** Work request 1 **
From the etymology section of the article on niece and nephew, list every French, Old French, or Latin word, with the language each is attributed to.
** Work request 2 **
Go on writing the article on niece and nephew, picking up after its final sentence.

= Niece and nephew =

Child of one's sibling or half-sibling

In the lineal kinship system used in the English-speaking world, a niece or nephew is a child of an individual's sibling or sibling-in-law. A niece is female and a nephew is male, and they would call their parents' siblings aunt or uncle. The gender-neutral term nibling has been used in place of the common terms, primarily in specialist literature.

As aunt/uncle and niece/nephew are separated by one generation, they are an example of a second-degree relationship. Unless related by marriage, they are 25% or more related by blood if the aunt/uncle is a full sibling of one of the parents, or 12.5% if they are a half-sibling.

== Etymology and lexicology ==
The word nephew is derived from the French word neveu which is derived from the Latin nepos. The term nepotism, meaning familial loyalty, is derived from this Latin term. Niece entered Middle English from the Old French word nece, which also derives from Latin nepotem.

** Provided material **
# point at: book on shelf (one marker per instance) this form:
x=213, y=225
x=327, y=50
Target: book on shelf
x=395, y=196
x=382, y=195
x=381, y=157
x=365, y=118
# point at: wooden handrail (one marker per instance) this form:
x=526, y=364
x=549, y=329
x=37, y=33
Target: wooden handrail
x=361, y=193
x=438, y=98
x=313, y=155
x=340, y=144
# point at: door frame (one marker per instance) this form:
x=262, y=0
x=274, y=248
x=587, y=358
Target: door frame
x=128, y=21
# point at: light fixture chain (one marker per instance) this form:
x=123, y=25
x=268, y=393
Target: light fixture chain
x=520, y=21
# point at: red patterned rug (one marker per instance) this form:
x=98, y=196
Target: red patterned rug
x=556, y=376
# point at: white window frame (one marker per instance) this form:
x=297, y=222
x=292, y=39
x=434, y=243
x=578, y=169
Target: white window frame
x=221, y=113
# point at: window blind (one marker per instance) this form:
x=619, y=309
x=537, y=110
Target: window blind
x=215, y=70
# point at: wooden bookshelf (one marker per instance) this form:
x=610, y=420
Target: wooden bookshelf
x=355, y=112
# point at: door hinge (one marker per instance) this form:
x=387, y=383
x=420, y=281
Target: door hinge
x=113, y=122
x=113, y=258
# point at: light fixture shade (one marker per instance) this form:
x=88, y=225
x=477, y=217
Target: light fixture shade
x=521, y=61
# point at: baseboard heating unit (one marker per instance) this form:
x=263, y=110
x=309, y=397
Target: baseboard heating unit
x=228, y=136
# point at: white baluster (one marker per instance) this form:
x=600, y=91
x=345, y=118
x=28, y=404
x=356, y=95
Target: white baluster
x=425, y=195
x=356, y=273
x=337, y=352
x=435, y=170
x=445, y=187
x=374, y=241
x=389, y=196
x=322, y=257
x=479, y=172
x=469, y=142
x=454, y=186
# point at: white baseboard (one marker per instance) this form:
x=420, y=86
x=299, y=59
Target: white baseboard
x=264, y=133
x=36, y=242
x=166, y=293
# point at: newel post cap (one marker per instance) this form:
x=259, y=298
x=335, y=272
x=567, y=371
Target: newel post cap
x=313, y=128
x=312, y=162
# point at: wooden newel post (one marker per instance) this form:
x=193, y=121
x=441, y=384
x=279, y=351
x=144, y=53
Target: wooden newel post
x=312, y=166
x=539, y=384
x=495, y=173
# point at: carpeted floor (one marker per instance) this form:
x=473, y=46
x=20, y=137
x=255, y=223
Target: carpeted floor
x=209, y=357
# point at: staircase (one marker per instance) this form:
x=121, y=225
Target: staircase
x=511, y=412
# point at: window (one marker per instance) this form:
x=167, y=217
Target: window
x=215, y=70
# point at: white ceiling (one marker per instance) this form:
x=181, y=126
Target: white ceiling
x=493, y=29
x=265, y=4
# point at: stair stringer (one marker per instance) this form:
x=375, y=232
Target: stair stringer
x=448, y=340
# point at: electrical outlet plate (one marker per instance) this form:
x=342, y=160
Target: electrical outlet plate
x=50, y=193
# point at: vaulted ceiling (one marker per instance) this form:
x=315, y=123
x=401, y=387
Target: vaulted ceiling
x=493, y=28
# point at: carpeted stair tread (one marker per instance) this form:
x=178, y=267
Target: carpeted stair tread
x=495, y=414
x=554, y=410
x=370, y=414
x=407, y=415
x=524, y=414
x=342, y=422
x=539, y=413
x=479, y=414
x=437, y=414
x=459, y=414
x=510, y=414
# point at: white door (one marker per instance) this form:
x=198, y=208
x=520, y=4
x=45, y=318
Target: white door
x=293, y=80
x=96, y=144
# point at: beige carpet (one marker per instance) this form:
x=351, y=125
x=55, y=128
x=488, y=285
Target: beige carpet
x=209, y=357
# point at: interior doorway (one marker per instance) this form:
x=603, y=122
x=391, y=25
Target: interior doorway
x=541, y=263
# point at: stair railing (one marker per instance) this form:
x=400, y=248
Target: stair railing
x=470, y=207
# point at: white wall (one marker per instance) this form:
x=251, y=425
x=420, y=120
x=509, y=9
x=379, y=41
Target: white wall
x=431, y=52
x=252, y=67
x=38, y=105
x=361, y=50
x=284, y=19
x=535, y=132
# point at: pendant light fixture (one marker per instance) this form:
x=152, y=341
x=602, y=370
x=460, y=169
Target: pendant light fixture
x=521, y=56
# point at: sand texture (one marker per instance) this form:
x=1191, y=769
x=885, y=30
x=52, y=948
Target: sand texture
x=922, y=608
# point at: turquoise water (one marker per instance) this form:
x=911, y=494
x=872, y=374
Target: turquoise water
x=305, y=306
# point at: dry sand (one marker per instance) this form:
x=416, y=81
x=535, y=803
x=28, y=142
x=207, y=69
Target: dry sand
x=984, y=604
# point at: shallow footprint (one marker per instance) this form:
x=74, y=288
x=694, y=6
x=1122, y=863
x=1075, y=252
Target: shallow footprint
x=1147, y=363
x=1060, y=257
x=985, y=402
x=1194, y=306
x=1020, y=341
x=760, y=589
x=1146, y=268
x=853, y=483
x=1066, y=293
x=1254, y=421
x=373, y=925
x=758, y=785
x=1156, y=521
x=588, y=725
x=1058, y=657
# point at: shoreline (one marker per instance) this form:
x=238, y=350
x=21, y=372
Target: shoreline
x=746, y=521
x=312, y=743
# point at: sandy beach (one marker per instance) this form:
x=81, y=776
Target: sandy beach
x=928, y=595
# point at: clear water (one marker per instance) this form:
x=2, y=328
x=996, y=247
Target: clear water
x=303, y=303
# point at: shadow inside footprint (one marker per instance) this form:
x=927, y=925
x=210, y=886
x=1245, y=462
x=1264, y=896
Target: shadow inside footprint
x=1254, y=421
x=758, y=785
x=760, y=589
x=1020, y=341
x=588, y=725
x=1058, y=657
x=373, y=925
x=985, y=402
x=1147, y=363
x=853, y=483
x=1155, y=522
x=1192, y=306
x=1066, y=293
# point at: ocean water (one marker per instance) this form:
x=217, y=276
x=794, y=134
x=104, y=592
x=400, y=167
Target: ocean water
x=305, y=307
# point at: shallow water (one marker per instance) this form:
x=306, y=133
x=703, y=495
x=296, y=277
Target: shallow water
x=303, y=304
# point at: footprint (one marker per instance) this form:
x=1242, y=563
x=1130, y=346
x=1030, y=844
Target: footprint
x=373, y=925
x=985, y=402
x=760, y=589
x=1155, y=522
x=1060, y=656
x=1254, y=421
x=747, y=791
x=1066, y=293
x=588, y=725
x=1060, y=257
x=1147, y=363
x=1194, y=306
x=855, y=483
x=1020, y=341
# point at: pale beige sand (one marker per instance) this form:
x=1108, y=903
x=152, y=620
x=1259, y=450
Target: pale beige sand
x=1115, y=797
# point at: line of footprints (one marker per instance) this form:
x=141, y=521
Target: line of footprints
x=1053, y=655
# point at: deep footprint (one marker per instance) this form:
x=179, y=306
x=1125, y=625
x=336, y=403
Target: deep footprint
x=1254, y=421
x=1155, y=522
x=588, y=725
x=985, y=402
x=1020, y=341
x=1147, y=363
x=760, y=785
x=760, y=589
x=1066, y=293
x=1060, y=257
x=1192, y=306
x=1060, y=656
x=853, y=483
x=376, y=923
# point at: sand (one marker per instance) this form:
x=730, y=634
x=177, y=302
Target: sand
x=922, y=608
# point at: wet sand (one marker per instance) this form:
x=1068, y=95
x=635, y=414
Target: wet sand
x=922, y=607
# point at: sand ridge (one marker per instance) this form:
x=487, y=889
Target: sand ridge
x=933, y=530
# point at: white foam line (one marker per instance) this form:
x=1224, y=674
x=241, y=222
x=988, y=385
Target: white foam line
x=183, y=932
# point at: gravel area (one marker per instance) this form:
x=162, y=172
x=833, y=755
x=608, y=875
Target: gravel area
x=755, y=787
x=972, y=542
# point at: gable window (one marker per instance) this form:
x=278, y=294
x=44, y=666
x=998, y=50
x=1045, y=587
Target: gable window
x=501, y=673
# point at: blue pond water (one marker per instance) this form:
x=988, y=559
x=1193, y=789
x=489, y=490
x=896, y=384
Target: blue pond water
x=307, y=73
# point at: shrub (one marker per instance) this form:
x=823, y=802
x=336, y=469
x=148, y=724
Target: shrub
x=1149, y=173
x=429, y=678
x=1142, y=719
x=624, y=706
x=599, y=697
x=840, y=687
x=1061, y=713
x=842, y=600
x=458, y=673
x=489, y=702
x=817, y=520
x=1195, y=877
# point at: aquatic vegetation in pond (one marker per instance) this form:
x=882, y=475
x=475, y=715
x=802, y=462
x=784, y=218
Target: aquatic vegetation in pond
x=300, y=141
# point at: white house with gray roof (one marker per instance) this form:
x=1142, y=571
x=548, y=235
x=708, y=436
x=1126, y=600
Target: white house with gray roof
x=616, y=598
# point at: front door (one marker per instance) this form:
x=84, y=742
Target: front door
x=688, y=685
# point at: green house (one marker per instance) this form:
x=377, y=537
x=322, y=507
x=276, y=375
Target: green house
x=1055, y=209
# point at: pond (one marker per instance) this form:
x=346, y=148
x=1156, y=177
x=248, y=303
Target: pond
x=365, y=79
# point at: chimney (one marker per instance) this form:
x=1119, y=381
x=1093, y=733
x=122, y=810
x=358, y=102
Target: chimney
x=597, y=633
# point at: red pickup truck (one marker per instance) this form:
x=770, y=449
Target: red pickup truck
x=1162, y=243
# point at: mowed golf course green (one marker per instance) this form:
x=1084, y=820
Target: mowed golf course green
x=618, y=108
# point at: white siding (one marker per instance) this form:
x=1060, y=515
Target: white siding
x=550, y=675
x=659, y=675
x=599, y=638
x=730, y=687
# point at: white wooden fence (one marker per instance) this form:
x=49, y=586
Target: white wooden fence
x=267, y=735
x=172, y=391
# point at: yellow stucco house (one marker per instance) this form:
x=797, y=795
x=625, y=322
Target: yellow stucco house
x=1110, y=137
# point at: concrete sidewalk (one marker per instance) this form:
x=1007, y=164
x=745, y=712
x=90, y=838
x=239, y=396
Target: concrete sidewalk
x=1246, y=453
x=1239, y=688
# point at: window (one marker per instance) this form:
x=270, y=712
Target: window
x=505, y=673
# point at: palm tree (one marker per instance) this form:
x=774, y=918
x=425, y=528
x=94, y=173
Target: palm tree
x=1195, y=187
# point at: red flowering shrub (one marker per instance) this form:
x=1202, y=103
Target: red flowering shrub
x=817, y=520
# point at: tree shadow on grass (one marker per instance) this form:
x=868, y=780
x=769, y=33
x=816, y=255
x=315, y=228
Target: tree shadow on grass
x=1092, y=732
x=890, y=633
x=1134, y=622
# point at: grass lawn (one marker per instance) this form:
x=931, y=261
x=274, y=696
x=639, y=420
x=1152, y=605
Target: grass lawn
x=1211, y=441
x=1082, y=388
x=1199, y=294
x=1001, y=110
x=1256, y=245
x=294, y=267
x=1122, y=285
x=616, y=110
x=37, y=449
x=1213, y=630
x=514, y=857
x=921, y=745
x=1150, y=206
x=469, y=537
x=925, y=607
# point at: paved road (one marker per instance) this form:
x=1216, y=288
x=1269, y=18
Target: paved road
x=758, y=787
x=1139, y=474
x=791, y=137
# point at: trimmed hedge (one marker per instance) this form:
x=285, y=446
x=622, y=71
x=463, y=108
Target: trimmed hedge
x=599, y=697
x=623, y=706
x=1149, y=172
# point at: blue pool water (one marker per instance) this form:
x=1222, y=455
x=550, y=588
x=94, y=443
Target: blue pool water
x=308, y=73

** Task response 1 **
- neveu (French)
- nepos (Latin)
- nece (Old French)
- nepotem (Latin)

** Task response 2 **
The word nibling, derived from sibling, is a neologism suggested by Samuel Martin in 1951 as a cover term for "nephew or niece"; it is not common outside of specialist literature. Sometimes in discussions involving analytic material or in abstract literature, terms such as male nibling and female nibling are preferred to describe nephews and nieces respectively. Terms such as nibling are also sometimes viewed as a gender-neutral alternative to terms which may be viewed as perpetuating the overgenderization of the English language; it can also be used likewise to refer to non-binary relatives.

These French-derived terms displaced the Middle English nyfte, nift, nifte, from Old English nift, from Proto-Germanic *niftiz ('niece'); and the Middle English neve, neave, from Old English nefa, from Proto-Germanic *nefô ('nephew').

== Culture ==
In some patriarchal cultures, a nephew was the recipient of his uncle's inheritance if the latter did not have a successor. A nephew might have more rights of inheritance than the uncle's daughter.

However, in some matrilineal cultures, a mother's brother (the uncle) might be considered the "social father" of the children more than the biological father, who might not even be considered family.

In social environments that lacked a stable home or environments such as refugee situations, uncles and fathers would equally be assigned responsibility for their sons and nephews.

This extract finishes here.